> 所给文本:
这两天发现 PXA310 的浮点运算不如 OMAP2420, 研究发现 OMAP2420 支持硬件级 VFP, 而pxa310 不支持硬件级浮点数计算。
按照以前的做法,使用内核的 nwfpe (或者 fastfpe)进行浮点运算模拟:系统运行时发现不支持的指令,于是进入中断陷入序列,然后跳到 nwfpe的软件模拟函数中执行浮点运算,然后返回。
新的 gcc (EABI版本)则支持直接嵌入浮点模拟运算,从而节省了状态切换的时间。
Gcc 的 –mfloat-abi=soft 表示使用gcc内嵌软件模拟。 Softfp 以及 hard 则表示生成硬件vfp 指令。其中softfp 可以和使用soft编译的二进制进行连接,而hard则要求所有代码使用。
从而: 如果系统硬件支持 VFP, 则使用-mfloat-abi=softfp, 如果硬件不支持 VFP, 则使用-mfloat-abi=soft
另外: 最新gcc 针对 PXA CPU会产生更加优化的浮点运算指令,需要使用-march=iwmmxt编译选项。
附注: 发现最新的内核里已经不存在 /arm/arm/fastfpe目录了, 而 nwfpe对于 EABI应该也是过时了:该算法针对 FPA, 对 EABI 支持的 VFP 应该不能正确支持。
参考:http://wiki.debian.org/ArmEabiPort
#include <stdlib.h>
#include <sys/time.h>
#include <time.h>
#define MAX_DIVIDEND 1000000.231
#define MIN_DIVIDEND 0.29
#define STEP_DIVIDEND 0.33
#define DIVISOR 23.0
#define BUFFER_SIZE 200
static void timestamp(const char* buffer) {
static int startSecond = 0;
static int startMs = 0;
struct timeval tv;
int deltaSecond, deltaMs;
gettimeofday(&tv, NULL);
/* Running for the first time? */
if (startSecond == 0) {
/* Copy to prev so that we get 0 delta. */
startSecond = tv.tv_sec;
startMs = tv.tv_usec;
}
/* Calculate the delta (in microseconds). */
deltaSecond = tv.tv_sec - startSecond;
deltaMs = tv.tv_usec - startMs;
/* Create the string giving offset from start in seconds. */
snprintf(buffer, BUFFER_SIZE, "%u.%u",deltaSecond,deltaMs);
}
int main(int argc, char * argv[])
{
double divident, result;
char buffer[BUFFER_SIZE];
timestamp(buffer);
printf("Start time is: %s/n",buffer);
for(divident=MIN_DIVIDEND; divident<MAX_DIVIDEND; divident+=STEP_DIVIDEND)

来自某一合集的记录
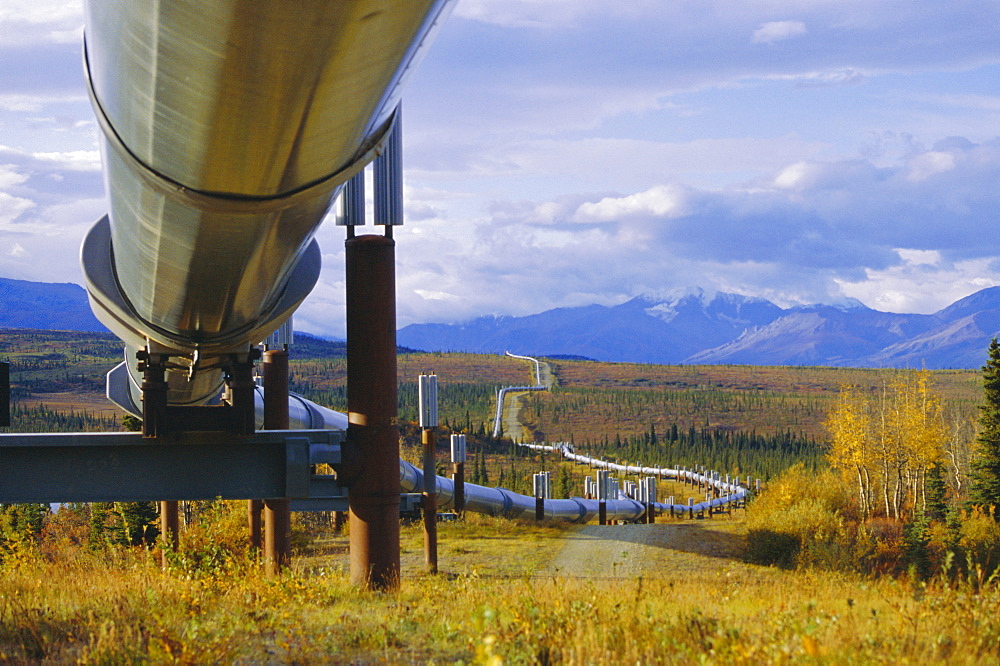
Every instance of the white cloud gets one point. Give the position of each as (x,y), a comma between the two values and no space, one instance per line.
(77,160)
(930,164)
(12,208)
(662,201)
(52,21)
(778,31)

--

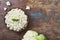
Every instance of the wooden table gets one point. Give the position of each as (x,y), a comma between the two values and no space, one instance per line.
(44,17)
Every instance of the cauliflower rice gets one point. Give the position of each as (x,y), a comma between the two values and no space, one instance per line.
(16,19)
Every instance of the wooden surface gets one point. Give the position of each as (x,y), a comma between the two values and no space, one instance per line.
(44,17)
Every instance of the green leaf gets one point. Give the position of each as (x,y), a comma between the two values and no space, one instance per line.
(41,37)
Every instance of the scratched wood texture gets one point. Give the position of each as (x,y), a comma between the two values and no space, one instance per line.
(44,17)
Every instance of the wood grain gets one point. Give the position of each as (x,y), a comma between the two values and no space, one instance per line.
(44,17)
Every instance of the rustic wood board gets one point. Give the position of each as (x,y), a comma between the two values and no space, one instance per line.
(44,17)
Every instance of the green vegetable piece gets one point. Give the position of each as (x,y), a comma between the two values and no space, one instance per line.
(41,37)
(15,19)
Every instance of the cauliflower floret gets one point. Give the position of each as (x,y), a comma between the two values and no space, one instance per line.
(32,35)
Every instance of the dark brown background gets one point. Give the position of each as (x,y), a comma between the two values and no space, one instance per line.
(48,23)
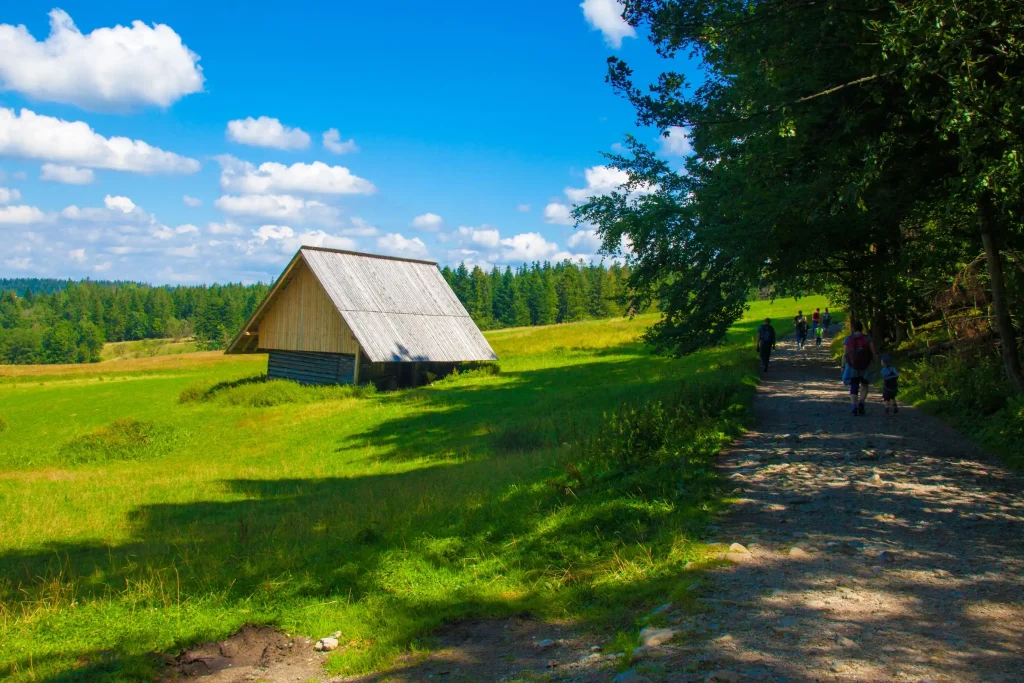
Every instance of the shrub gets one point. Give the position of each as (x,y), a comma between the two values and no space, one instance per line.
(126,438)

> 任务列表:
a – 请把浮点运算一文中从"这两天发现 PXA310 的浮点运算不如"到"针对 PXA CPU会产生更加优化的浮点运算指令,需要使用-march=iwmmxt编译选项。"（含首尾）的内容原样抄写出来。
b – 根据浮点运算一文，要让最新 gcc 针对 PXA CPU 生成更优化的浮点运算指令，需要使用哪个编译选项？
c – 请接着浮点运算一文的最后一行往下续写。
这些条目在此不起任何作用。

> 练习答案:
a –
这两天发现 PXA310 的浮点运算不如 OMAP2420, 研究发现 OMAP2420 支持硬件级 VFP, 而pxa310 不支持硬件级浮点数计算。
按照以前的做法,使用内核的 nwfpe (或者 fastfpe)进行浮点运算模拟:系统运行时发现不支持的指令,于是进入中断陷入序列,然后跳到 nwfpe的软件模拟函数中执行浮点运算,然后返回。
新的 gcc (EABI版本)则支持直接嵌入浮点模拟运算,从而节省了状态切换的时间。
Gcc 的 –mfloat-abi=soft 表示使用gcc内嵌软件模拟。 Softfp 以及 hard 则表示生成硬件vfp 指令。其中softfp 可以和使用soft编译的二进制进行连接,而hard则要求所有代码使用。
从而: 如果系统硬件支持 VFP, 则使用-mfloat-abi=softfp, 如果硬件不支持 VFP, 则使用-mfloat-abi=soft
另外: 最新gcc 针对 PXA CPU会产生更加优化的浮点运算指令,需要使用-march=iwmmxt编译选项。

b – -march=iwmmxt

c –
result = divident/DIVISOR;
timestamp(buffer);
printf("DIV End time is: %s/n",buffer);
for(divident=MIN_DIVIDEND; divident<MAX_DIVIDEND; divident+=STEP_DIVIDEND)
result = divident*DIVISOR;
timestamp(buffer);
printf("MUL End time is: %s/n",buffer);
for(divident=MIN_DIVIDEND; divident<MAX_DIVIDEND; divident+=STEP_DIVIDEND)
result = divident+DIVISOR;
timestamp(buffer);
printf("ADD End time is: %s/n",buffer);
for(divident=MIN_DIVIDEND; divident<MAX_DIVIDEND; divident+=STEP_DIVIDEND)
result = divident-DIVISOR;
timestamp(buffer);
printf("SUB End time is: %s/n",buffer);
return 0;
}
编译器1: 以下为maemo gcc 信息:
[sbox-CHINOOK_ARMEL: ~] > gcc --version
sbox-arm-linux-gcc (GCC) 3.4.4 (release) (CodeSourcery ARM 2005q3-2)
Copyright (C) 2004 Free Software Foundation, Inc.
This is free software; see the source for copying conditions. There is NO
warranty; not even for MERCHANTABILITY or FITNESS FOR A PARTICULAR PURPOSE.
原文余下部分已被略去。